# [Aim of the exercise]
Rewrite the material starting at its first line and ending at the line containing "0, 0, 185, 424", replacing "Final Exam" with "Midterm Exam" and keeping everything else unchanged. Output only those lines.

★ ★ ★ ★ ★

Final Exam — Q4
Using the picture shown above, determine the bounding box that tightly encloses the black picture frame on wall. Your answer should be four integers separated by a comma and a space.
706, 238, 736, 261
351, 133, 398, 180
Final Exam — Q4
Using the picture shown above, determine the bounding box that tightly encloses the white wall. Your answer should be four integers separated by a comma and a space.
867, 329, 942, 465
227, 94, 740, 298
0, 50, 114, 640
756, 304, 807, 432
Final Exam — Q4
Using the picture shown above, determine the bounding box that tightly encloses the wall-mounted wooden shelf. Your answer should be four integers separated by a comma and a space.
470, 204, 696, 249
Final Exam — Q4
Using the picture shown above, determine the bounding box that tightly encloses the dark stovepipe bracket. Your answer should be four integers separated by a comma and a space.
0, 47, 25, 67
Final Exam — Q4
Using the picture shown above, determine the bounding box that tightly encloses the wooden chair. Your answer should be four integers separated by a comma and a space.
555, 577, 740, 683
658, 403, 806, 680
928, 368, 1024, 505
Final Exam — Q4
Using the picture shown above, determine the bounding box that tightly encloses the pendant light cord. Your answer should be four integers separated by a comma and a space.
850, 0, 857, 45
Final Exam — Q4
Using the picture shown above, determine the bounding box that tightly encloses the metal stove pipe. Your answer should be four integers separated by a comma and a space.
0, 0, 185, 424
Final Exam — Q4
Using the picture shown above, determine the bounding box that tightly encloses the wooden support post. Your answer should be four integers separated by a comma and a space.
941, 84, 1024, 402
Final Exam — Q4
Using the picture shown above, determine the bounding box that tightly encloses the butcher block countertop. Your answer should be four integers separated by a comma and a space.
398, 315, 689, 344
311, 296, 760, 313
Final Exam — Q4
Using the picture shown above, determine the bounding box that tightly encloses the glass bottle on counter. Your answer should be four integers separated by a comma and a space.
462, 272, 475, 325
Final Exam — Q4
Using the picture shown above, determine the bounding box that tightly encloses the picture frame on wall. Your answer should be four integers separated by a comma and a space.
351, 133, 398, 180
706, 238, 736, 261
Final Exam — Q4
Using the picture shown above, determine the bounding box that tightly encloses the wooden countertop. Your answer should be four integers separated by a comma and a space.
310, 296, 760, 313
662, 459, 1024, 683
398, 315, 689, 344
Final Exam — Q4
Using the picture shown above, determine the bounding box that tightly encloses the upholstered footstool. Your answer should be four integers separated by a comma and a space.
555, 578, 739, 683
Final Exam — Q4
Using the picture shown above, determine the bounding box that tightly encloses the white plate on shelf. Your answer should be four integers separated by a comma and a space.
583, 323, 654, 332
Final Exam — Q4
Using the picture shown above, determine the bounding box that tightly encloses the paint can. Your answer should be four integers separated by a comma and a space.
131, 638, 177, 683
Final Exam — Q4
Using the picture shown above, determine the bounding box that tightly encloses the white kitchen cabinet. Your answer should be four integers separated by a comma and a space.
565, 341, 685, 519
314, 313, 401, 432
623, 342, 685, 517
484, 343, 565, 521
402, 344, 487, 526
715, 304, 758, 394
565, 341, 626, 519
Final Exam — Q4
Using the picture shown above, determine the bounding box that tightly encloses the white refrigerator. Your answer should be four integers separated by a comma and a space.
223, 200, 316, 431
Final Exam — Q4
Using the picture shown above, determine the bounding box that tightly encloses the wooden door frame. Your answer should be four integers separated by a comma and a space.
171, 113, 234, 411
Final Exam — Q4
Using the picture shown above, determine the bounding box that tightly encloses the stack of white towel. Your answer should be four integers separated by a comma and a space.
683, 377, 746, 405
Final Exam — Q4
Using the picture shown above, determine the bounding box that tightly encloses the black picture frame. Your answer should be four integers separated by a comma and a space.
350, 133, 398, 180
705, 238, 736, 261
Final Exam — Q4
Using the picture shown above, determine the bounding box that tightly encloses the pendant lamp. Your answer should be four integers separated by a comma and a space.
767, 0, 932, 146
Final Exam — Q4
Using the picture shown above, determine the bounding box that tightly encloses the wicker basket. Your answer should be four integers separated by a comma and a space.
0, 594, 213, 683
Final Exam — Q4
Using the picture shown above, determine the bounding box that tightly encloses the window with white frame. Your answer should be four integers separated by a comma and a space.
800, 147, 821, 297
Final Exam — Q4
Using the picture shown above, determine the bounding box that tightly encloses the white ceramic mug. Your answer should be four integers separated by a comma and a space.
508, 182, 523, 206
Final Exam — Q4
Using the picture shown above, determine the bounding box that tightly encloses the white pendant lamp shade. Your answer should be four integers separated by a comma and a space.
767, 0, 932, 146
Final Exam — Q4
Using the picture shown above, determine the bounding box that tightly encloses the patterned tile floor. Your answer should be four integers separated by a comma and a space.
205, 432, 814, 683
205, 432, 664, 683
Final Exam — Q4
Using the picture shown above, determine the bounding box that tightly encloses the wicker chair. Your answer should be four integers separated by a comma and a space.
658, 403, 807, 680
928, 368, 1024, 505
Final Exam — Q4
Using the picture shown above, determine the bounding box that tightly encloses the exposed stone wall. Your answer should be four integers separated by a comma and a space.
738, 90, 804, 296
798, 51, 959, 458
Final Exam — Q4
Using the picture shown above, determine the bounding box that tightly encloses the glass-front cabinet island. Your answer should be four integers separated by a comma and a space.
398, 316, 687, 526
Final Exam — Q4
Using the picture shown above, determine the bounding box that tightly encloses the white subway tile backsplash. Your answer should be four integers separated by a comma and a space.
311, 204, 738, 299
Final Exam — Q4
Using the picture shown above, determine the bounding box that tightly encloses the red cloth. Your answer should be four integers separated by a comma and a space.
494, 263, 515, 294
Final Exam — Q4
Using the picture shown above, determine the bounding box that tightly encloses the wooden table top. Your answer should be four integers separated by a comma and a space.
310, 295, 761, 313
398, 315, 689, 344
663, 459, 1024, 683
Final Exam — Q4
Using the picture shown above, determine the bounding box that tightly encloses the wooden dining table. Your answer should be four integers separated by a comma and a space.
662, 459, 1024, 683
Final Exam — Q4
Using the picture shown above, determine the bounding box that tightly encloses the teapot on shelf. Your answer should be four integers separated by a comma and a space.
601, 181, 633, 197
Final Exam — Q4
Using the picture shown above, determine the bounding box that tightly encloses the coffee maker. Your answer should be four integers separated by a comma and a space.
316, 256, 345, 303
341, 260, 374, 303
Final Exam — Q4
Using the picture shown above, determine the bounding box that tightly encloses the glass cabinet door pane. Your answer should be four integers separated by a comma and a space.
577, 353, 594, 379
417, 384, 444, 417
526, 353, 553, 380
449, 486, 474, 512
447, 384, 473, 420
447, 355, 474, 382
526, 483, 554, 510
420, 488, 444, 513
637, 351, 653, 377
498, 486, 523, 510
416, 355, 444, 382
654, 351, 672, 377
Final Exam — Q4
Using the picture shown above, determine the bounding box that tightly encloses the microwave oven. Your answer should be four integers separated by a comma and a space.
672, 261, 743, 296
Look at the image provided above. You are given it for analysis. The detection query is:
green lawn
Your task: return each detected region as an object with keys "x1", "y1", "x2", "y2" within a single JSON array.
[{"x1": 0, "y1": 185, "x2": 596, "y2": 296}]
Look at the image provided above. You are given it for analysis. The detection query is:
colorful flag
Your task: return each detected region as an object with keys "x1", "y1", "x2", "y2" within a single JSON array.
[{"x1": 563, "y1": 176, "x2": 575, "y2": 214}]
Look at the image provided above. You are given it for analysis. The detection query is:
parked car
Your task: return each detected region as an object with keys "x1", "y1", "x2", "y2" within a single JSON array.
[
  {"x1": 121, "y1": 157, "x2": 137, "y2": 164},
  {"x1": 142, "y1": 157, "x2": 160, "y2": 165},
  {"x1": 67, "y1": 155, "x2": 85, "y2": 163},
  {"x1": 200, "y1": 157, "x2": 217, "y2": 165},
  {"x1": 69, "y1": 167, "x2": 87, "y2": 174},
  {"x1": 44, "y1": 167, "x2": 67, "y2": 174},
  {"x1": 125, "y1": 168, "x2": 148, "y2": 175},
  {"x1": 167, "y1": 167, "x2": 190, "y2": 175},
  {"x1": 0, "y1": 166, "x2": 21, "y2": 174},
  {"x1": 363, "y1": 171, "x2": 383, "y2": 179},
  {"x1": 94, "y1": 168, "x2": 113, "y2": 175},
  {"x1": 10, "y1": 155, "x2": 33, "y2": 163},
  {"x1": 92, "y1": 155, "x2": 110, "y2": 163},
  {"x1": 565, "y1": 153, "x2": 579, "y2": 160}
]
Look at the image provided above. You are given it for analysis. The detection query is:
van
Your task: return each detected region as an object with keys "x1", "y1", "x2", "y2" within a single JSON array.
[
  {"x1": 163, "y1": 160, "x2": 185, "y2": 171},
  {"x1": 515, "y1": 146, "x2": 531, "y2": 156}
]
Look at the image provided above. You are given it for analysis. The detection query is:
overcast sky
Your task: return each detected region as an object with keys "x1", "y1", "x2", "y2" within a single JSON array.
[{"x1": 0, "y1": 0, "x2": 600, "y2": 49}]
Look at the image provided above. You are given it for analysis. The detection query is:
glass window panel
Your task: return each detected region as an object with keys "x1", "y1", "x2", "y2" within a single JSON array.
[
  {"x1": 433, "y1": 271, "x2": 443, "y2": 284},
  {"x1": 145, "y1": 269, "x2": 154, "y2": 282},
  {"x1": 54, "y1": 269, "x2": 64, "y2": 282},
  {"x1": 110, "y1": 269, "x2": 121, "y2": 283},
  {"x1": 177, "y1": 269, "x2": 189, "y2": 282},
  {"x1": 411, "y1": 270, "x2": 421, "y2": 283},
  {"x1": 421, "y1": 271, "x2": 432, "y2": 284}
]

★ ★ ★ ★ ★

# [Solution for this problem]
Midterm Exam — Q4
Using the picture shown above, determine the bounding box that tightly encloses the black picture frame on wall. Your answer should be four integers separated by a comma and a space.
706, 238, 736, 261
351, 133, 398, 180
Midterm Exam — Q4
Using the picture shown above, determine the bounding box that tightly encloses the white wall. Your answer should be four integers separated by a comma and a space.
867, 329, 942, 465
227, 94, 740, 298
0, 50, 114, 640
756, 304, 807, 432
Midterm Exam — Q4
Using the picture shown above, determine the bounding box that tightly encloses the wall-mounted wooden shelf. Your answer should be four integers separated by a comma and a space.
470, 204, 696, 249
Midterm Exam — Q4
Using the picture shown above, determine the bounding box that tightly encloses the dark stovepipe bracket. Your answer should be four integers separated by a comma and a space.
0, 47, 25, 67
Midterm Exam — Q4
Using the picture shown above, determine the bounding box that tightly encloses the wooden chair. Your answer should be four integers separated by a comma and a space.
555, 577, 740, 683
658, 403, 806, 680
928, 368, 1024, 505
Midterm Exam — Q4
Using the picture shown above, determine the bounding box that tightly encloses the pendant light cord. Your answer should be four integers separated by a comma and a space.
850, 0, 857, 45
Midterm Exam — Q4
Using the picture shown above, determine the bounding box that tightly encloses the metal stove pipe. Your answer should be four integers separated by a comma and a space.
0, 0, 185, 424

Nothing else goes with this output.